*Directive*. Swap "gray boulder" for "large stone" everywhere in the records below, and reproduce every line with nothing else changed.

*Data to use*.
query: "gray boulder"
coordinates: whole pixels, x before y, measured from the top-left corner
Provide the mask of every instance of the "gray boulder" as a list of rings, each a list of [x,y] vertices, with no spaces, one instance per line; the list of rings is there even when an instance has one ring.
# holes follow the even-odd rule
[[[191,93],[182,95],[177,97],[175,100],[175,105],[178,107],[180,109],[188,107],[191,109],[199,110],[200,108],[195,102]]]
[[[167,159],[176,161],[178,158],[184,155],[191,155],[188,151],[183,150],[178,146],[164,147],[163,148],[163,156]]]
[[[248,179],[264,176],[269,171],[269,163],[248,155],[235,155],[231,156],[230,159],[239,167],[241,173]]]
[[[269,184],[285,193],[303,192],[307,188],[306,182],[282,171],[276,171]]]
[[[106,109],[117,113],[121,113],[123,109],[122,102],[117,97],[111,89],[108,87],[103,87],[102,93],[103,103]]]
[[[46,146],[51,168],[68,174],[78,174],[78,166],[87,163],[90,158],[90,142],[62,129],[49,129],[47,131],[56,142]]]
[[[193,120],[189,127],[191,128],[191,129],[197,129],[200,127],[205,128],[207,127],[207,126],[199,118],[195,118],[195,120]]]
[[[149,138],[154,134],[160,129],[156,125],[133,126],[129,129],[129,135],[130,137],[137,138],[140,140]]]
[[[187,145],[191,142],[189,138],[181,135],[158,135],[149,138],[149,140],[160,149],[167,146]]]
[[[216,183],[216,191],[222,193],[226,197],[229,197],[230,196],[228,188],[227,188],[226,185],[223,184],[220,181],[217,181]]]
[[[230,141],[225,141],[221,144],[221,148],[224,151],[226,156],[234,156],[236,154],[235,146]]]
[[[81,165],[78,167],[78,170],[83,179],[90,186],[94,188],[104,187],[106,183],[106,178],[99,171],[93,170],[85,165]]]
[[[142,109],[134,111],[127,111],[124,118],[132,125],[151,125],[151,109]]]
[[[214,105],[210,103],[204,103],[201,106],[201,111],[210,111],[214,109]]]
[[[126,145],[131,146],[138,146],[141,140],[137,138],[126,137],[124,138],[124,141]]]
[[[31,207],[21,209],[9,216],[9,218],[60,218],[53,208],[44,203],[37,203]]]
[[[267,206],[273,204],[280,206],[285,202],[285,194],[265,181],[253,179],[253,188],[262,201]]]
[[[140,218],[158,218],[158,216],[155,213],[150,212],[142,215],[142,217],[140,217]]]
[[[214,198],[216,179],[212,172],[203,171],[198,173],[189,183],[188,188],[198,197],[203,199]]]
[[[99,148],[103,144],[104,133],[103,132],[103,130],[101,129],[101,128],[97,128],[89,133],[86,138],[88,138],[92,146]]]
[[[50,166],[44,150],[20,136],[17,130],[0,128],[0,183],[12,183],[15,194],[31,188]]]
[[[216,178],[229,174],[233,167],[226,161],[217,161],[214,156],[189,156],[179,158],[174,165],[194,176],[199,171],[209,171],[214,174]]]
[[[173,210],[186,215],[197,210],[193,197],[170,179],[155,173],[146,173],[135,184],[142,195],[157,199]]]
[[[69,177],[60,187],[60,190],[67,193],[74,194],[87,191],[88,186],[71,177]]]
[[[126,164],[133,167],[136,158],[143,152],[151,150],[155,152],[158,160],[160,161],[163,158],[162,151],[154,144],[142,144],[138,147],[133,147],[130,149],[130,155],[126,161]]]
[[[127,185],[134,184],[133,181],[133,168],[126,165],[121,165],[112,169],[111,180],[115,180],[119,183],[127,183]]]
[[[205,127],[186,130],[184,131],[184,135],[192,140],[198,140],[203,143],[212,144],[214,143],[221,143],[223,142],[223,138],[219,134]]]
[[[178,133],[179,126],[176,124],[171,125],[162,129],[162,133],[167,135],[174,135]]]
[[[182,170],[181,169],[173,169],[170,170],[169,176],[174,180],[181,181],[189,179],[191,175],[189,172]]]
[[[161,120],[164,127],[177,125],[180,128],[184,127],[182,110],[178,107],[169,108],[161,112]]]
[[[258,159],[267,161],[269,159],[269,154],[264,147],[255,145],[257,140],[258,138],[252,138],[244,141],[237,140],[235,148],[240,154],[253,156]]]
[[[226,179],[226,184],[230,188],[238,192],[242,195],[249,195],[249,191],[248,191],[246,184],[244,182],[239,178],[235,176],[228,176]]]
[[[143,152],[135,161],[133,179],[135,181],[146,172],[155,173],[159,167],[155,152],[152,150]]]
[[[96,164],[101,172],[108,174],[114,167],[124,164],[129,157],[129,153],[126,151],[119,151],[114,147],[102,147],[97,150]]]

*Written response*.
query: "large stone"
coordinates: whole pixels, x before y, measured from the top-left corner
Provide the mask of every instance of the "large stone" as a list of rings, each a list of [x,y] vertices, with no spaces, one instance per line; the list of rings is there even when an instance has one ring.
# holes follow the even-odd rule
[[[191,93],[182,95],[177,97],[175,100],[175,105],[178,107],[180,109],[188,107],[191,109],[199,110],[200,108],[195,102]]]
[[[167,159],[176,161],[178,158],[184,155],[191,155],[188,151],[183,150],[178,146],[164,147],[163,148],[163,156]]]
[[[248,179],[264,176],[269,171],[269,163],[248,155],[235,155],[231,156],[230,159],[239,167],[241,173]]]
[[[269,184],[285,193],[303,192],[307,188],[306,182],[282,171],[276,171]]]
[[[106,109],[117,113],[121,113],[123,109],[122,102],[117,97],[111,89],[108,87],[103,87],[102,93],[103,103]]]
[[[46,146],[51,168],[68,174],[78,174],[78,166],[87,163],[90,158],[90,142],[62,129],[49,129],[47,131],[56,142]]]
[[[193,120],[189,127],[191,128],[191,129],[197,129],[200,127],[205,128],[207,127],[207,126],[199,118],[195,118],[195,120]]]
[[[149,138],[154,134],[160,129],[156,125],[133,126],[129,129],[129,135],[130,137],[137,138],[140,140]]]
[[[187,145],[191,142],[189,138],[181,135],[158,135],[149,138],[149,140],[160,149],[167,146]]]
[[[216,183],[216,191],[222,193],[226,197],[229,197],[230,196],[228,188],[227,188],[226,185],[223,184],[220,181],[217,181]]]
[[[230,141],[225,141],[221,144],[221,148],[224,151],[226,156],[234,156],[236,154],[235,146]]]
[[[81,165],[78,167],[78,170],[83,179],[90,186],[94,188],[104,187],[106,183],[106,178],[99,171],[93,170],[85,165]]]
[[[142,109],[134,111],[127,111],[124,118],[132,125],[151,125],[151,109]]]
[[[214,105],[210,103],[204,103],[201,106],[201,111],[210,111],[214,109]]]
[[[126,145],[131,146],[138,146],[141,140],[137,138],[126,137],[124,138],[124,141]]]
[[[31,207],[21,209],[9,216],[9,218],[60,218],[53,208],[44,203],[37,203]]]
[[[267,206],[273,204],[280,206],[285,202],[285,194],[265,181],[253,179],[253,188],[262,201]]]
[[[140,218],[158,218],[158,216],[155,213],[150,212],[142,215],[142,217],[140,217]]]
[[[214,198],[216,179],[212,172],[203,171],[198,173],[189,183],[188,188],[198,197],[203,199]]]
[[[99,148],[103,144],[104,133],[103,132],[103,130],[101,129],[101,128],[97,128],[89,133],[86,138],[88,138],[92,146]]]
[[[50,166],[44,150],[20,136],[17,130],[0,128],[0,183],[12,183],[15,194],[31,188]]]
[[[216,178],[229,174],[233,167],[226,161],[217,161],[214,156],[189,156],[179,158],[174,165],[194,176],[199,171],[209,171],[214,174]]]
[[[173,210],[186,215],[197,210],[193,197],[170,179],[155,173],[146,173],[135,184],[142,195],[157,199]]]
[[[69,177],[60,187],[60,190],[67,193],[74,194],[87,191],[88,186],[71,177]]]
[[[126,164],[133,167],[136,158],[143,152],[151,150],[155,152],[158,160],[160,161],[163,158],[162,151],[154,144],[142,144],[138,147],[133,147],[130,149],[130,155],[126,161]]]
[[[127,185],[134,184],[133,181],[133,168],[126,165],[121,165],[112,169],[111,180],[115,180],[119,183],[127,183]]]
[[[205,127],[186,130],[184,131],[184,135],[192,140],[198,140],[203,143],[212,144],[214,143],[221,143],[223,142],[223,138],[219,134]]]
[[[178,133],[179,126],[176,124],[171,125],[162,129],[162,133],[167,135],[174,135]]]
[[[182,170],[181,169],[173,169],[170,170],[169,176],[174,180],[181,181],[189,179],[191,175],[189,172]]]
[[[161,120],[164,127],[177,125],[180,128],[184,127],[182,110],[178,107],[169,108],[161,112]]]
[[[258,159],[267,161],[269,159],[269,154],[264,147],[255,145],[257,140],[258,138],[252,138],[244,141],[237,140],[235,148],[240,154],[253,156]]]
[[[226,179],[226,184],[230,188],[238,192],[242,195],[249,195],[249,191],[248,191],[246,184],[244,182],[239,178],[235,176],[228,176]]]
[[[143,152],[135,161],[133,179],[135,181],[146,172],[155,173],[159,167],[155,152],[152,150]]]
[[[96,164],[101,172],[108,174],[114,167],[124,164],[129,157],[129,153],[126,151],[119,151],[114,147],[102,147],[97,150]]]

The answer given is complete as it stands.